======== Information supplied
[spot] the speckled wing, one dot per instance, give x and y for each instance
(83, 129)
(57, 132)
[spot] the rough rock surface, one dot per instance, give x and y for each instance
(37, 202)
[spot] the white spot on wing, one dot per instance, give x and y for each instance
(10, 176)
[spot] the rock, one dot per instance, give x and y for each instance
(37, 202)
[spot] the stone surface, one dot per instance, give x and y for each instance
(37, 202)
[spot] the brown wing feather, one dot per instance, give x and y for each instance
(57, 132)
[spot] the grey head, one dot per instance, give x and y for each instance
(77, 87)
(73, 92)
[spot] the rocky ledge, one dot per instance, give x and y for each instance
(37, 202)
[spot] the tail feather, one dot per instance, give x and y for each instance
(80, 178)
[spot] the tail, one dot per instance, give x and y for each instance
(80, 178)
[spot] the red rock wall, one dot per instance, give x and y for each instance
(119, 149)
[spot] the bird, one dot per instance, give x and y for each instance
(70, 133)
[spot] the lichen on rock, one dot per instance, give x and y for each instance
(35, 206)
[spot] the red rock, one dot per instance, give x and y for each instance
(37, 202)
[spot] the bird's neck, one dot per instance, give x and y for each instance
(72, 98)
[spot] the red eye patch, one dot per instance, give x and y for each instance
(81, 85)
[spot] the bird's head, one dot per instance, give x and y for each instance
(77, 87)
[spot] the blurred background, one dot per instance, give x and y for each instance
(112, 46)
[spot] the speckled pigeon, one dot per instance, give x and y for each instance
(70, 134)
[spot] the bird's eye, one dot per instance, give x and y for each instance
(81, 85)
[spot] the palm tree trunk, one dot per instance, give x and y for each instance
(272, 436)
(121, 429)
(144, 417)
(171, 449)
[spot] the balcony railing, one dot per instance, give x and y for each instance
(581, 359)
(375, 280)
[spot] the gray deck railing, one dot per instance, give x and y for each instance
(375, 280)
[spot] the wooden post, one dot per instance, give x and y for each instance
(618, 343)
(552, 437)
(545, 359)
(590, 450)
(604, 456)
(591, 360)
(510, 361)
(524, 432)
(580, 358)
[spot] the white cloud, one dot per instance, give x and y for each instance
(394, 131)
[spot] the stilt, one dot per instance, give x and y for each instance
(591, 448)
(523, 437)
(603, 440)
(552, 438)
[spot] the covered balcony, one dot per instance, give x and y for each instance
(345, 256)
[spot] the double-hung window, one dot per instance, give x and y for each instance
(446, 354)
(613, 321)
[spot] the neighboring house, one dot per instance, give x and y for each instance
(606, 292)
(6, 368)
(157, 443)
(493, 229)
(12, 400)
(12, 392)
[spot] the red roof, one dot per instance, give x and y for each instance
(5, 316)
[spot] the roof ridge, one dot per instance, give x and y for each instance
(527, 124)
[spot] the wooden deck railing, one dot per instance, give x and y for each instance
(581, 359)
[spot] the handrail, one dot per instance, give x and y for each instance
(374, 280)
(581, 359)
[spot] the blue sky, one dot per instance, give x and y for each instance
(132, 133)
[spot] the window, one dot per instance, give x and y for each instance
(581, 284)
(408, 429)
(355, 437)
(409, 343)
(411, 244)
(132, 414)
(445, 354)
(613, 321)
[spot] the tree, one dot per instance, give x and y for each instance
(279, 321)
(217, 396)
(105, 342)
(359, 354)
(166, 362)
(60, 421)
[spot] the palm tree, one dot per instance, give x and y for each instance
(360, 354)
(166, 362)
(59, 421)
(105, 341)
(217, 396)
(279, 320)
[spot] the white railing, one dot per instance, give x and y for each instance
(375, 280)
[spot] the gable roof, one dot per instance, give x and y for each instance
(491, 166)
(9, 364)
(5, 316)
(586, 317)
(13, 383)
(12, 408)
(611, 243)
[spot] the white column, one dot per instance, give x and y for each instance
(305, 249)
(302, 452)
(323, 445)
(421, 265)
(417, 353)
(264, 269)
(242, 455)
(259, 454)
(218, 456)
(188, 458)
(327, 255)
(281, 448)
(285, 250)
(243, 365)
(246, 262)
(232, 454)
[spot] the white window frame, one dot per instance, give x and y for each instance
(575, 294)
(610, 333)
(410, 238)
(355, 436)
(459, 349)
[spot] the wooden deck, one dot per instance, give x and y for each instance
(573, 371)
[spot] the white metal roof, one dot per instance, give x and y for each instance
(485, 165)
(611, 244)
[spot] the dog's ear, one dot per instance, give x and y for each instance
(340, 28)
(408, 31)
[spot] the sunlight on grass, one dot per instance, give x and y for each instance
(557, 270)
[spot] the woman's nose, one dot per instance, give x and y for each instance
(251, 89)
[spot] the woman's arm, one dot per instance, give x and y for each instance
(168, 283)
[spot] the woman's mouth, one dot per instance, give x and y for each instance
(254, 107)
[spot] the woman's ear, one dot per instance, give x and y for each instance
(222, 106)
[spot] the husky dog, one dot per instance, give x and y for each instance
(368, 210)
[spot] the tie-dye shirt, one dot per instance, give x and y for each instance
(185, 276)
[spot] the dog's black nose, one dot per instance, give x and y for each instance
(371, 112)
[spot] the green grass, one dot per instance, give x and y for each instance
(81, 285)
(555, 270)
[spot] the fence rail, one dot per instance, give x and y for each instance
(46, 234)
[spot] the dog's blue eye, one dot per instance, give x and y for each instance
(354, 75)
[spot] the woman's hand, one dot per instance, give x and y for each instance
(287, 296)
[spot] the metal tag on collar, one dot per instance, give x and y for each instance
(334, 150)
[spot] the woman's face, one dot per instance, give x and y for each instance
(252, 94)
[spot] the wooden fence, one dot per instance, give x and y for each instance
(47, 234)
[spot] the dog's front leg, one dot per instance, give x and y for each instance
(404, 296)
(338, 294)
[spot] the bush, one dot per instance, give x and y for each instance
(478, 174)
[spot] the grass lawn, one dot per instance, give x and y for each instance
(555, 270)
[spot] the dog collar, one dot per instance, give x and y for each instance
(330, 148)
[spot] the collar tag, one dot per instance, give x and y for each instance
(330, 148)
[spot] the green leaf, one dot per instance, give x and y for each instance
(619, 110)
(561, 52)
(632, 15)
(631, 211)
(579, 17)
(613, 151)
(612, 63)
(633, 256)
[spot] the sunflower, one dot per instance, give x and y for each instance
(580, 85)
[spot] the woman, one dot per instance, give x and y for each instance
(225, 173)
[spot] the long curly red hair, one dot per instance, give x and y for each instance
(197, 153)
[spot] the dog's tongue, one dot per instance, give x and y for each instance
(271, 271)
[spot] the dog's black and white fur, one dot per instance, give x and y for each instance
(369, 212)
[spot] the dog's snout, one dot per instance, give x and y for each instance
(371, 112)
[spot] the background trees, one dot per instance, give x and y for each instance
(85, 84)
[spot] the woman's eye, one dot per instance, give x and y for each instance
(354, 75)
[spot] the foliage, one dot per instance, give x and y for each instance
================
What you need to do is repeat every record above exactly.

■ **Your response**:
[spot] the speckled wing, one dot per instance, give x and y for each instance
(83, 129)
(57, 132)
[spot] the rough rock surface, one dot per instance, give x and y for each instance
(37, 202)
[spot] the white spot on wing, one dot per instance, give x and y for each instance
(10, 176)
[spot] the rock, one dot per instance, give x and y for each instance
(37, 202)
[spot] the stone surface, one dot per instance, give x and y for each instance
(37, 202)
[spot] the brown wing feather, one dot per instance, give x and y for each instance
(57, 132)
[spot] the grey head, one dot per instance, give x and y for each instance
(77, 87)
(73, 92)
[spot] the rocky ledge, one dot per instance, give x and y for each instance
(37, 202)
[spot] the tail feather, one dot per instance, give x and y for each instance
(80, 178)
[spot] the tail, one dot per instance, give x and y for each instance
(80, 178)
[spot] the red rock wall, one dot per instance, give x and y for each instance
(119, 149)
[spot] the bird, one dot per instance, give x and y for each instance
(70, 133)
[spot] the lichen on rock, one dot per instance, give x and y for each instance
(35, 206)
[spot] the red rock, one dot per instance, give x and y for each instance
(37, 202)
[spot] the bird's neck, one dot per instance, give x and y for each instance
(72, 98)
[spot] the red eye patch, one dot per instance, give x and y for each instance
(81, 85)
[spot] the bird's head, one dot per instance, give x and y for each instance
(77, 87)
[spot] the blurred background, one dot per instance, give x and y for each instance
(112, 46)
[spot] the speckled pigeon, one dot per instance, give x and y for each instance
(70, 134)
[spot] the bird's eye, one dot per instance, give x and y for each instance
(81, 85)
[spot] the palm tree trunk, one dot per instance, give x and y for each instance
(272, 436)
(121, 429)
(144, 417)
(171, 449)
[spot] the balcony railing, one dot per instance, give x and y for each instance
(581, 359)
(375, 280)
[spot] the gray deck railing, one dot per instance, give x and y for each instance
(375, 280)
[spot] the wooden post, one dot per instance, give x and y for each instance
(618, 343)
(552, 437)
(545, 359)
(590, 450)
(604, 456)
(591, 360)
(510, 361)
(524, 432)
(580, 358)
[spot] the white cloud, one dot per instance, give x and y for each instance
(394, 131)
[spot] the stilt, one dot per instance, give x and y for each instance
(591, 448)
(523, 437)
(603, 440)
(552, 438)
[spot] the covered balcony, one dot per instance, give x and y for each instance
(345, 256)
[spot] the double-hung window, one dot per instance, give x and y for each instance
(446, 354)
(613, 321)
[spot] the neighboring house, one dot per instance, give x and y for each instance
(606, 292)
(6, 368)
(157, 443)
(493, 229)
(12, 400)
(12, 392)
[spot] the red roof, one dot per instance, give x and y for each instance
(5, 316)
[spot] the roof ridge, one dot per instance, give x and y for each instance
(527, 124)
[spot] the wooden deck railing, one dot per instance, give x and y for each instance
(581, 359)
[spot] the handrail, one dot per instance, give x and y for each instance
(374, 280)
(581, 359)
[spot] the blue sky, one dot per instance, give x and y for each instance
(132, 133)
[spot] the window, one dot per instance, give x and y for each instance
(581, 284)
(408, 429)
(355, 437)
(409, 343)
(411, 244)
(132, 414)
(445, 354)
(613, 321)
[spot] the tree, one dot per instance, give x and y for each instance
(279, 321)
(217, 396)
(105, 342)
(359, 354)
(166, 362)
(60, 421)
[spot] the palm tree, one dot per instance, give x and y for each instance
(360, 354)
(166, 362)
(59, 421)
(105, 341)
(217, 396)
(279, 320)
[spot] the white railing, one dot per instance, give x and y for each instance
(375, 280)
[spot] the gable roof, one dot per instance, give x and y for each instance
(491, 166)
(9, 364)
(5, 316)
(586, 317)
(13, 383)
(12, 408)
(611, 243)
[spot] the white column, one dot per instance, give x and y for each instance
(305, 249)
(302, 452)
(323, 445)
(421, 265)
(417, 353)
(264, 269)
(242, 455)
(259, 454)
(218, 456)
(188, 458)
(327, 255)
(281, 448)
(285, 250)
(243, 365)
(246, 262)
(232, 454)
[spot] the white window frame, one dot per instance, give x and y for each instance
(575, 294)
(610, 333)
(410, 238)
(355, 436)
(459, 349)
[spot] the wooden deck, one dot per instance, give x and y for each instance
(573, 371)
[spot] the white metal roof, one dot per instance, give x and y for each instance
(485, 165)
(611, 244)
[spot] the dog's ear, one dot per instance, give x and y for each instance
(340, 28)
(408, 31)
[spot] the sunlight on grass, one dot per instance, give x and y for each instance
(557, 270)
[spot] the woman's nose, one dot per instance, give x and y for each instance
(251, 89)
[spot] the woman's arm, one dot per instance, give x and y for each instance
(168, 283)
[spot] the woman's mouth, one dot per instance, give x and y for each instance
(254, 107)
[spot] the woman's ear, one dot per instance, give x and y for each instance
(222, 106)
[spot] the husky dog, one dot per instance, give x and y for each instance
(368, 210)
[spot] the tie-dye shirt, one dot per instance, give x and y for each instance
(185, 276)
[spot] the dog's black nose, one dot per instance, give x and y for each instance
(371, 112)
[spot] the green grass, one dot per instance, give x and y for each instance
(81, 285)
(555, 270)
[spot] the fence rail, one dot per instance, give x and y for each instance
(46, 234)
[spot] the dog's blue eye, one dot per instance, give x and y for each instance
(354, 75)
[spot] the woman's hand, one dot per instance, give x and y for each instance
(287, 296)
[spot] the metal tag on collar, one dot per instance, give x and y for each instance
(334, 150)
[spot] the woman's face, one dot per instance, give x and y for each instance
(252, 94)
[spot] the wooden fence, one dot per instance, give x and y for each instance
(47, 234)
[spot] the dog's front leg, one dot per instance, give x and y for each instance
(404, 296)
(338, 294)
[spot] the bush, one dot per instance, give x and y for each instance
(478, 174)
[spot] the grass lawn, one dot per instance, give x and y for each instance
(555, 270)
[spot] the dog collar, one dot per instance, give x and y for each instance
(330, 148)
[spot] the collar tag, one dot per instance, give x and y for each instance
(330, 148)
[spot] the green leaf, one dot per instance, give x and y for each instance
(619, 110)
(561, 52)
(632, 15)
(631, 211)
(579, 17)
(613, 151)
(612, 63)
(633, 256)
[spot] the sunflower, one dot per instance, give x and y for each instance
(580, 85)
[spot] the woman, one dot per instance, give x and y for each instance
(225, 173)
[spot] the long curly red hair, one dot per instance, give x and y for each instance
(197, 153)
[spot] the dog's tongue, one dot per instance, give x and y for each instance
(271, 271)
[spot] the dog's black and white fur, one dot per instance, give x and y for each instance
(369, 212)
[spot] the dog's snout, one dot per instance, give x and y for each instance
(371, 112)
[spot] the background trees, one dot per instance, give x and y for each instance
(85, 84)
[spot] the woman's eye, one dot per instance, give x and y for each instance
(354, 75)
[spot] the foliage, one dot per instance, give x and y for each instance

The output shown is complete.